● **EXTRACTED TEXT**:
* BEGIN *

North American fuel source. Since nearly 98 percent of all natural gas used in the U.S. comes from North America, proponents argue that increased use, especially in the transportation sector, which currently relies heavily on imported oil, is a viable path for the United States to achieve greater energy independence now and for the foreseeable future.

Comparatively low fuel costs. In the most recent Clean Cities Alternative-Fuel Price Report (www.afdc.energy.gov/afdc/pdfs/afpr_apr_11.pdf), CNG offers a savings of $1.74 per equivalent gallon of diesel and $1.82 per equivalent gallon of gasoline.  

“Current national fuel prices provide a compelling case for converting, and, depending on the fleet application, provide a payback period of two to four years,” said Jonathan Culp, manager of strategic alliances for PHH Arval.  

NGV Premium. The incremental cost on OEM-equipped and after-market conversion natural gas vehicles varies widely based on the amount of fuel storage installed, but may range from $20,000 to as much $50,000.

While there have been substantial federal and state tax incentives and/or grants that lower NGV purchase premiums in the past, the federal credit for purchasing NGV expired at the end of 2010, but there still are state-level incentives.

Infrastructure. Despite fuel cost advantages, this is a primary constraint impeding widespread fleet adoption of natural gas, even in high-mileage applications. Currently, there are about 1,000 compressed natural gas (CNG) fueling locations in the U.S., but only 50 percent are open to the public. A listing of public CNG refueling stations is available at: .www.eere.energy.gov/afdc/fuels/natural_gas_stations.html

Natural gas has some clear advantages, but the lack of a natural gas infrastructure is a big hurdle to its widespread implementation.

“While some states, such as California and Utah, have a more well developed natural gas refueling infrastructure, we need to spur the investment needed to increase the pace of construction,” said Kathryn Clay, executive director of the Drive Natural Gas Initiative. “The [recent] announcement by Chesapeake Energy of its partnership with Clean Energy Fuel’s Corp will bring about another 150 liquefied natural gas (LNG) stations to our nation’s interstates. While this is an important step, more needs to be done.”

Clay added that federal tax incentives could help, as could decisions by local public utility commissions to encourage the development of NGV refueling stations.

Propane autogas, also known as liquefied petroleum gas (LPG), is used as a fuel in internal combustion engines in light-, medium-, and heavy-duty vehicles. Propane is produced from both natural gas processing and crude oil refining, in roughly equal amounts from each source. Proponents point to the fuel’s potential to wean America off foreign oil, as 97 percent of propane consumed in the U.S. is produced in North America.

Widespread use. Propane autogas is the third most common vehicle fuel in the United States, used in bus, taxi, shuttle, and light- and medium-duty truck fleets, according Steve Wayne, chief technology officer, Propane Education & Research Council (PERC). He attributes the expansion of propane to a rapidly growing maintenance and refueling infrastructure, in addition to increased availability of propane-autogas-fueled vehicles.

* END *

● **SOURCE DATA**:
* BEGIN *

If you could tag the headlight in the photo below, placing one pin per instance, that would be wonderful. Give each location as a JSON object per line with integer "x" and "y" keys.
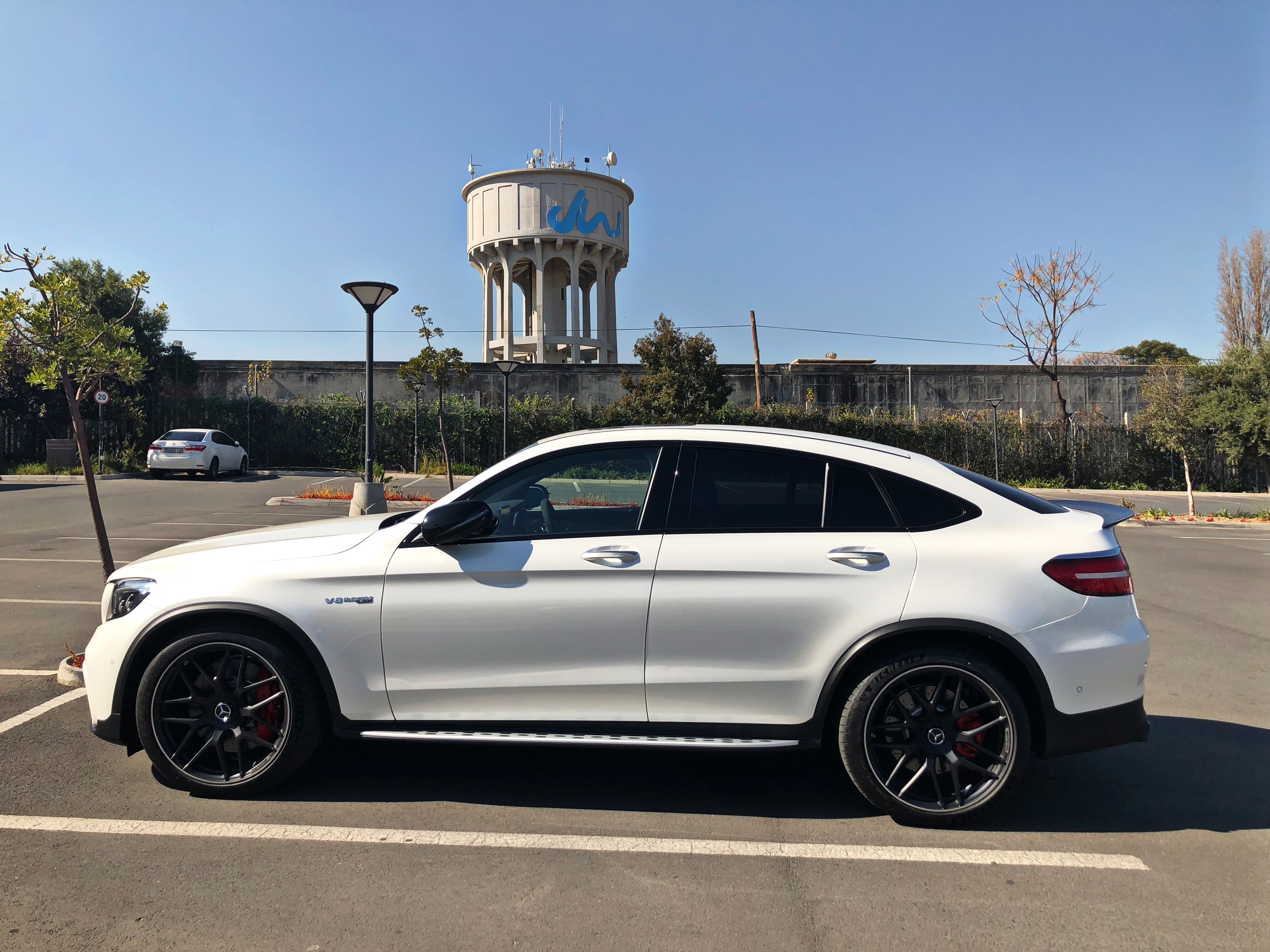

* END *

● **JOBS**:
A - In the passage on alternative fleet fuels, why does Steve Wayne say propane autogas has expanded? Answer in one to three sentences.
B - Pick up the passage on alternative fleet fuels after its last sentence and keep writing.
The material plays no part in what follows.

● **EXPECTED ANSWERS**:
A - Steve Wayne attributes the expansion of propane autogas to a rapidly growing maintenance and refueling infrastructure. He also credits the increased availability of vehicles fueled by propane autogas.

B -
Fuel cost savings. According to a recent Clean Cities Alternative Fuel Price Report, propane autogas offers 86-cents-per-gallon savings compared to diesel. 

Reduced emissions. “Propane autogas-fueled fleet vehicles emit 12-percent less carbon dioxide, about 20-percent less nitrogen oxide, and up to 60-percent less carbon monoxide than gasoline-fueled vehicles, which provide a sustainable solution for fleets looking to reduce emissions and fuel costs,” Wayne said.

Conversion Cost. Trucks equipped with liquid propane autogas injection systems have an initial purchase price between $4,000 to $12,000 more than conventional gasoline or diesel trucks. 

“The conversion cost can be offset by the lower cost of propane autogas (compared to diesel and gasoline), reduced maintenance costs over the life of a vehicle, and extended engine life,” Wayne explained. “Propane autogas burns cleaner in engines than gasoline and diesel, resulting in reduced maintenance costs and longer engine life, which helps curb costs. 

Limited availability of propane-autogas-fueled vehicle platforms. Wayne said the industry has been aggressively investing in development to rollout a wider range of propane-autogas vehicles for fleets.

“In the past two years, more than a dozen new on-road platforms fueled by propane autogas have been developed with funding from PERC, and more vehicle platforms are currently being developed by ROUSH CleanTech, CleanFuel USA, and Freightliner Custom Cab and Chassis,” Wayne said.

Limited Fueling Infrastructure. “The propane industry has worked with fleets to establish a refueling infrastructure that works best for fleets’ needs,” Wayne said. “Onsite refueling dispensers are available for centralized fleets, while thousands of offsite refueling stations across the U.S. make propane autogas readily available.” 

To find the nearest propane fueling station, go to: www.afdc.energy.gov/afdc/locator/stations.  

For more information for centrally fueled fleets, visit: www.autogasusa.org/fueling-with-propane/refueling-options/supplier-refueling.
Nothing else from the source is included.